__PAGE EXTRACT__:
──────────────────────────────

Intellectual Property as Property
Intellectual property is property. This may seem trivial to some and tendentious to others. Why? In my recent Article I argue that the conflict between two polar views arises in part from overlooking the nature of property rights. Commentary in intellectual property is overwhelmingly concerned with the nonrivalness of information on the one hand or the need for the creation of incentives on the other. The former makes intellectual property, and exclusion in particular, presumptively suspect: if additional consumers can use information at little or no additional cost, then the waste from exclusion rights in information could not be clearer. On the other hand, the need for incentives to create or develop information may at times require intellectual property rights to supplement or supplant other devices like lead times, fame, and academic tenure, but this tells us little about whether the incentives should take the form of regulating specific activities, as in unfair competition, or employing exclusion rights, as in patent law. What should be the contours of intellectual property rights?
My recent Article argues that intellectual property’s resemblance to property consists in its reliance on information-cost saving strategies for delineating entitlements that are characteristic of property law. Property differs from other areas like torts and contracts in its heavier reliance on what I call the exclusion strategy. The exclusion strategy protects rights-holders’ interests in the use of resources indirectly, by using a simple signal for violations. The prototypical example is trespass to land where unauthorized crossing of a boundary serves as a (very) rough proxy for harmful use. But this is not the whole story. Some rights are defined more directly in terms of proper use, under what I call a governance strategy: a person has a right to perform a certain action, and the action rather than some defined thing is the focus of delineation effort. Much of nuisance law is a classic example of this approach, to the extent that it evaluates uses like running a factory versus living in a house. Governance rules can refine and extend the basic rough exclusion strategy but at ever greater cost as we move along the spectrum from exclusion to governance. This framework identifies exclusion and governance as complementary strategies for defining property rights. I show that some combination of exclusion and governance over information outputs can theoretically serve as a low-cost way to establish property rights in the rival inputs to invention and commercialization. Which combination, if any, is best is an empirical question.

──────────────────────────────

__STORED ROWS__:
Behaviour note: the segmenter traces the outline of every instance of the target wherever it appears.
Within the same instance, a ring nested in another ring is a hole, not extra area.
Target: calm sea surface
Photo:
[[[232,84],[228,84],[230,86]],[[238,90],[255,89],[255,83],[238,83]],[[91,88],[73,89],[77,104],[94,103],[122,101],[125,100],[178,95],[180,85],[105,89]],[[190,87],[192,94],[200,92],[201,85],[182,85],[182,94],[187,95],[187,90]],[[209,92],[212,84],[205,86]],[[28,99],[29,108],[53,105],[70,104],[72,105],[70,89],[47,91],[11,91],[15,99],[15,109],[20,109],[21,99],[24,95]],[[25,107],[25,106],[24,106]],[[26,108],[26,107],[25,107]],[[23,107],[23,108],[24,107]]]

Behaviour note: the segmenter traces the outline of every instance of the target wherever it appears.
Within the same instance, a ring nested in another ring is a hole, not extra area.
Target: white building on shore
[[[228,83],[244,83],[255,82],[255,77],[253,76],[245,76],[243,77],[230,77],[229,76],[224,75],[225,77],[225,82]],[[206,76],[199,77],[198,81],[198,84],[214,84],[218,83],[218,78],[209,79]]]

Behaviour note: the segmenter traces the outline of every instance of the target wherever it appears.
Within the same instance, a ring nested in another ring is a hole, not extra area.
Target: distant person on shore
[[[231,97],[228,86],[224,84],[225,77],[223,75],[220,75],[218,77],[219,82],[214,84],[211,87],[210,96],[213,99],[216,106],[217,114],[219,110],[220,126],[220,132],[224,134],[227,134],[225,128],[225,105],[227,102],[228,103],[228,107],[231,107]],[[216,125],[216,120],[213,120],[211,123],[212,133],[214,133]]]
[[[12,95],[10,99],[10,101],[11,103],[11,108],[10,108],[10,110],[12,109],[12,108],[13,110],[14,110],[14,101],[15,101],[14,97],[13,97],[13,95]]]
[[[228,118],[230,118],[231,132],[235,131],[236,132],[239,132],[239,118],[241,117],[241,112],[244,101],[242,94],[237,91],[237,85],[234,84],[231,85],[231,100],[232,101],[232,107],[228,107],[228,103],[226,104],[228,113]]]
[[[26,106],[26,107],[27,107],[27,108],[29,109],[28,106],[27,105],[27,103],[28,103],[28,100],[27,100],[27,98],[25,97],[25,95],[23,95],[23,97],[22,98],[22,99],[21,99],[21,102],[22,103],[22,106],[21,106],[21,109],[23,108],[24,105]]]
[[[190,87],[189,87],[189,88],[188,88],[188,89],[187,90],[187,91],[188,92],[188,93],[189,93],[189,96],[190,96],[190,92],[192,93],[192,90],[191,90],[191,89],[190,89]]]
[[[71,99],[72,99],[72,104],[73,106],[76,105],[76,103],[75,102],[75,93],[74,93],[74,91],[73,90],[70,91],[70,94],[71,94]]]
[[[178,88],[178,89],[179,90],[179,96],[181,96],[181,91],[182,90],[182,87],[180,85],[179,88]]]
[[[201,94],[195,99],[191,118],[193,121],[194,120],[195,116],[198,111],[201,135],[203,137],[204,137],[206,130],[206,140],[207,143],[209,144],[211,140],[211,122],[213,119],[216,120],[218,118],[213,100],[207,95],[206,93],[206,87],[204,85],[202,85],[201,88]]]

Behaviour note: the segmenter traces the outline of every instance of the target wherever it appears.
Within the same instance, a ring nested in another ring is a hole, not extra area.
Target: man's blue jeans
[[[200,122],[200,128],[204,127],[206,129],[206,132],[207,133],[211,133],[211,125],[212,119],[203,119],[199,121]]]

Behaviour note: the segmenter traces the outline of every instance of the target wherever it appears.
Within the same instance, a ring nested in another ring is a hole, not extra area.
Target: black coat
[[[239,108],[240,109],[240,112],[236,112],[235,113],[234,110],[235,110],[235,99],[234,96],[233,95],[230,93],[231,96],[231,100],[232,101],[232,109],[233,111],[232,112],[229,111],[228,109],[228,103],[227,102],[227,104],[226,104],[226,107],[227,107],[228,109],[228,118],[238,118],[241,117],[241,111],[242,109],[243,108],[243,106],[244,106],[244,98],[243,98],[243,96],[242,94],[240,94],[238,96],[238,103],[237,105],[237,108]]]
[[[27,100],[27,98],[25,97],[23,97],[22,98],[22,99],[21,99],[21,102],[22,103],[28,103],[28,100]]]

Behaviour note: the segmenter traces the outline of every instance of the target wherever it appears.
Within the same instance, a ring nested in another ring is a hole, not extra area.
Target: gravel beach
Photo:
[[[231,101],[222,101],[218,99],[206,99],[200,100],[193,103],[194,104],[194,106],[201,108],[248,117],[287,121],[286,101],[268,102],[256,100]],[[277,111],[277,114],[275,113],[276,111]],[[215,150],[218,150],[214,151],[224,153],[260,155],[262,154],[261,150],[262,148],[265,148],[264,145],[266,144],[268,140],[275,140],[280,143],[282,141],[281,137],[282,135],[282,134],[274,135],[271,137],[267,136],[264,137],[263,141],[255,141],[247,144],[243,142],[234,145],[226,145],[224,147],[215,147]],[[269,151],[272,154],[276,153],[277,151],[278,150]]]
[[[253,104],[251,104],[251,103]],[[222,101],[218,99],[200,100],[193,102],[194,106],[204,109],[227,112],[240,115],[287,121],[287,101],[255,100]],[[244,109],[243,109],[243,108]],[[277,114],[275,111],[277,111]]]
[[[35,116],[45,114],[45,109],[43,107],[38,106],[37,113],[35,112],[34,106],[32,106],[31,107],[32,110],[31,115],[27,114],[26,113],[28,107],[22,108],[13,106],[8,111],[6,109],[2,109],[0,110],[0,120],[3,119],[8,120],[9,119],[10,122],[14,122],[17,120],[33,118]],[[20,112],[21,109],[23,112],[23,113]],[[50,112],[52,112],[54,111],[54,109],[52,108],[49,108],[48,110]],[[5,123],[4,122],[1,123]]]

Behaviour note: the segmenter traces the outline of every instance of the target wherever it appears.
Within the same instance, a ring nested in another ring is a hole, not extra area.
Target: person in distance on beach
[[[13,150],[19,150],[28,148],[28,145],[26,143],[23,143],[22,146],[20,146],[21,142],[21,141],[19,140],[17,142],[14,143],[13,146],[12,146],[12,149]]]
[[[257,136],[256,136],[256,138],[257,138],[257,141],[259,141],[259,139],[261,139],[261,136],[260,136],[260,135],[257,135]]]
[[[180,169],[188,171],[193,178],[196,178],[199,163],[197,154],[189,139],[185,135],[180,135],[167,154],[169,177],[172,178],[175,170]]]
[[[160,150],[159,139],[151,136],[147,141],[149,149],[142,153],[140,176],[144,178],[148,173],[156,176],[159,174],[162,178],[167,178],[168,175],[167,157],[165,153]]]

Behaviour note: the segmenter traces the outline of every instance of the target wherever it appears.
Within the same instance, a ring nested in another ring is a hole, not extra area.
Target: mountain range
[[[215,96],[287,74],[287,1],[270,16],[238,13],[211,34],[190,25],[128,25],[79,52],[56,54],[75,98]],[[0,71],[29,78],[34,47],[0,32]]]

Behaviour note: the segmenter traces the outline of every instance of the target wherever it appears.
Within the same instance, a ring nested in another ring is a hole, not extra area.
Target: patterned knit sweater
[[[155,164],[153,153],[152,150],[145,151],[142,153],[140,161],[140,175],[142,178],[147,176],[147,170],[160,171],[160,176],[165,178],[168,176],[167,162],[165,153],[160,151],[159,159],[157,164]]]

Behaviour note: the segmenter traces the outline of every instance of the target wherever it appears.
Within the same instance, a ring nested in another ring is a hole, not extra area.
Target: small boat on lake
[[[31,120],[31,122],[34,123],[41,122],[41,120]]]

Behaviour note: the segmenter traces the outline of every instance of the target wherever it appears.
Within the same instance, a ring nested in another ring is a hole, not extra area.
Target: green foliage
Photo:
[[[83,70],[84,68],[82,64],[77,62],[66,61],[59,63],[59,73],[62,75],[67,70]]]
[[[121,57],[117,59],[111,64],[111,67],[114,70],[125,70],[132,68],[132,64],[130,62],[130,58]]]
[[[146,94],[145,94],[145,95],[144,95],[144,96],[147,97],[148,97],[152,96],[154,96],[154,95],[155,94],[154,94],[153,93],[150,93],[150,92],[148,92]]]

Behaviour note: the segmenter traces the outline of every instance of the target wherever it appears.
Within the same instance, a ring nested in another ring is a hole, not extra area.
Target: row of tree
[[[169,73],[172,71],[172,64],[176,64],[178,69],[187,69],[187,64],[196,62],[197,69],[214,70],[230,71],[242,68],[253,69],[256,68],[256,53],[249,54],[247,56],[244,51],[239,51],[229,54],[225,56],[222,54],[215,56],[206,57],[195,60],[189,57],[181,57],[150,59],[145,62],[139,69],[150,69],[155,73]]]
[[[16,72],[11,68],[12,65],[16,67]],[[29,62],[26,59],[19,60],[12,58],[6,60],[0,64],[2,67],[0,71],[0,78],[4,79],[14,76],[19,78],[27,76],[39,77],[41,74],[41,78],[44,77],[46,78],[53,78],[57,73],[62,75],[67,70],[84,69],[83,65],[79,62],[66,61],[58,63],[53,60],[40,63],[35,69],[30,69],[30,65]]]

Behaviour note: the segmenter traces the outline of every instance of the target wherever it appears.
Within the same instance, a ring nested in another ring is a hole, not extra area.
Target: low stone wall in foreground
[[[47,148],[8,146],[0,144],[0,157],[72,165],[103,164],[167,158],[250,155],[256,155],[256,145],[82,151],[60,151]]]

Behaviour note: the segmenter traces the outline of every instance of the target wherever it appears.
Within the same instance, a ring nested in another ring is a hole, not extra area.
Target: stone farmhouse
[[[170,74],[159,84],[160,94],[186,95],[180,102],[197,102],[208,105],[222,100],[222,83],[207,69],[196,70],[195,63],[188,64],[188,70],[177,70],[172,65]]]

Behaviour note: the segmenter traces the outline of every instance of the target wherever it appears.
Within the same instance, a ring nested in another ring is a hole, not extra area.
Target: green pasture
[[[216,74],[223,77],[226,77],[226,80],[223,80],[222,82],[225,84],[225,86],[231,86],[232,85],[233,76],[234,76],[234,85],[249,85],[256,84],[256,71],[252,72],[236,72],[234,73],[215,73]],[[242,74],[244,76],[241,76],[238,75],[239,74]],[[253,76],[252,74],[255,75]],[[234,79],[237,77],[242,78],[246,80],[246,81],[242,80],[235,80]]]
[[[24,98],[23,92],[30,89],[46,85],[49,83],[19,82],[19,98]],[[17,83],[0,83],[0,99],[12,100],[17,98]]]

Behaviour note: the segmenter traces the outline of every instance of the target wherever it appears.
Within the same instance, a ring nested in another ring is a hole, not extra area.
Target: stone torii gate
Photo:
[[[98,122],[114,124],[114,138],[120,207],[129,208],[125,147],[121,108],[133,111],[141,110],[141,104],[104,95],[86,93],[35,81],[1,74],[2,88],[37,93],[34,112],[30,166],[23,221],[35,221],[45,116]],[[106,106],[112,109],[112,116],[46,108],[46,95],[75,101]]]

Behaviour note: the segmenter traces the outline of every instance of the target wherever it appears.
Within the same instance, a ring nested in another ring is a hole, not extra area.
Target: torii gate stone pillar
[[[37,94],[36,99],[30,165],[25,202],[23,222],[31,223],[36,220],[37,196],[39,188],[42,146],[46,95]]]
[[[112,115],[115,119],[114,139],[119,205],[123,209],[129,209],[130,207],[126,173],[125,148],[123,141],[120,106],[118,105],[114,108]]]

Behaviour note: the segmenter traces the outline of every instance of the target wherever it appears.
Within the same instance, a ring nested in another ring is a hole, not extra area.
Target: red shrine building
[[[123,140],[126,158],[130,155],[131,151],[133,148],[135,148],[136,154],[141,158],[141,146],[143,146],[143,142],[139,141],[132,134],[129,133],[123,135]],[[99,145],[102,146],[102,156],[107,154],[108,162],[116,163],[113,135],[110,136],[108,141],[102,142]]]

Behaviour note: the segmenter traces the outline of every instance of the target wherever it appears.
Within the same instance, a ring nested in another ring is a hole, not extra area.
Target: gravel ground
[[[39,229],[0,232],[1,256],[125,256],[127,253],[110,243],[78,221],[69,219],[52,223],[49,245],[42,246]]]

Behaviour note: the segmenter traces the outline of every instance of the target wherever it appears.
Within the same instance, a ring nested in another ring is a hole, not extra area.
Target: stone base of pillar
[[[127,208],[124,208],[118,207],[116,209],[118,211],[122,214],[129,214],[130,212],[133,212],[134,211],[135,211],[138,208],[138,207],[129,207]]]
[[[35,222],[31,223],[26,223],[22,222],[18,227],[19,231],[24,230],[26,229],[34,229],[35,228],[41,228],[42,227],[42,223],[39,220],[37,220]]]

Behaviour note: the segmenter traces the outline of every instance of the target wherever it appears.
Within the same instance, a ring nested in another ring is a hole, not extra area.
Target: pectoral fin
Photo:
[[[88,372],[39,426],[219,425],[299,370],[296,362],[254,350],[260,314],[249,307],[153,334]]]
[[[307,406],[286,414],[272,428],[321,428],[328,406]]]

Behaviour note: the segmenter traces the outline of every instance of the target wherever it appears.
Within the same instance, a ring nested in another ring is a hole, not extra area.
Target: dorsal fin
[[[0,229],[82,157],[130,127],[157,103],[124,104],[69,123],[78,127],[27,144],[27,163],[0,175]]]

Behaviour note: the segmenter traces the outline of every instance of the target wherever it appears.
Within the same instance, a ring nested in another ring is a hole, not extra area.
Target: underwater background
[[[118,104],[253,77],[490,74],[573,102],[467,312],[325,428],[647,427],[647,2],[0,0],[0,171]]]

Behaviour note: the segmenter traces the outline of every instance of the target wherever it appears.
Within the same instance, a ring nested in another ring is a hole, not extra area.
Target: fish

──────────────────────────────

__PROBLEMS TO SOLVE__:
• a. In the extract on intellectual property as property, why does the nonrivalness of information make exclusion presumptively suspect? Answer in one to three sentences.
• b. Carry on the extract on intellectual property as property from the point where it stops.

__RESPONSES BY TASK__:
• a. Nonrivalness means that additional consumers can use information at little or no additional cost. Exclusion rights in information therefore plainly produce waste, so intellectual property, and exclusion in particular, becomes presumptively suspect.

• b.
How to delineate property entitlements points to some similarities between property and intellectual property. In both areas, the exclusion strategy broadly delegates development decisions to owners and is supplemented with tailored rules of governance pertaining to especially favored or disfavored uses. In property, a right to exclude is beneficial to its holder because she has an interest in the privilege of use that is indirectly protected by that right. If I have a right to exclude others from Blackacre, my privilege to farm, park my car, etc., is more valuable to me than if others could interfere. Rights to exclude typically protect a broad and indefinite class of uses, thus delegating the choice among them to the owner. Likewise, patent law, one of the more property-like regimes of intellectual property, employs the exclusion strategy to delegate choices among uses to holders of patents. For example, in a chemical invention, the applicant can claim a substance by stating its structure. Any use of the substance, whether foreseen by the applicant at the time of the application or not, is protected by this right to exclude. The right to exclude others from using the substance bunches together a wide range of uses that the law need never specify individually. The law delegates to the patentee the choice among these uses. As a result, the patentee can undertake a wide range of activities to increase the value of the invention, including further development not resulting in improvement patents, advertising, marketing, etc., the returns of which the patentee will be able to capture. These other resources and activities may well be rival, and, again, it is an empirical question whether to make the returns from them more appropriable through patent rights or some other more direct device like a subsidy or a lien.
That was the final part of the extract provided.